What is required
Write out the listing beneath this instruction in its entirety, exactly as it reads.

Data

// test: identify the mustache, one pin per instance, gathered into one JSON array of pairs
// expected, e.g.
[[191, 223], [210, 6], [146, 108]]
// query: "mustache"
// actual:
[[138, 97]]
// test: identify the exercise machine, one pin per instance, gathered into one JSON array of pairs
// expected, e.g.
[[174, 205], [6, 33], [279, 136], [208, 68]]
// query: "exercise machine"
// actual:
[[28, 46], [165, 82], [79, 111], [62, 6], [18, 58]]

Answer to the exercise
// test: identify the mustache, one pin per instance, gathered into one JSON array of pairs
// expected, e.g.
[[191, 223], [210, 6], [146, 108]]
// query: "mustache"
// actual:
[[138, 97]]
// test: identify the exercise machine, one pin per instance, gathered into one JSON array of pairs
// expected, e.g.
[[174, 205], [6, 33], [279, 136], [208, 68]]
// query: "exercise machine"
// actual:
[[28, 46], [165, 82], [79, 111], [62, 6], [18, 58]]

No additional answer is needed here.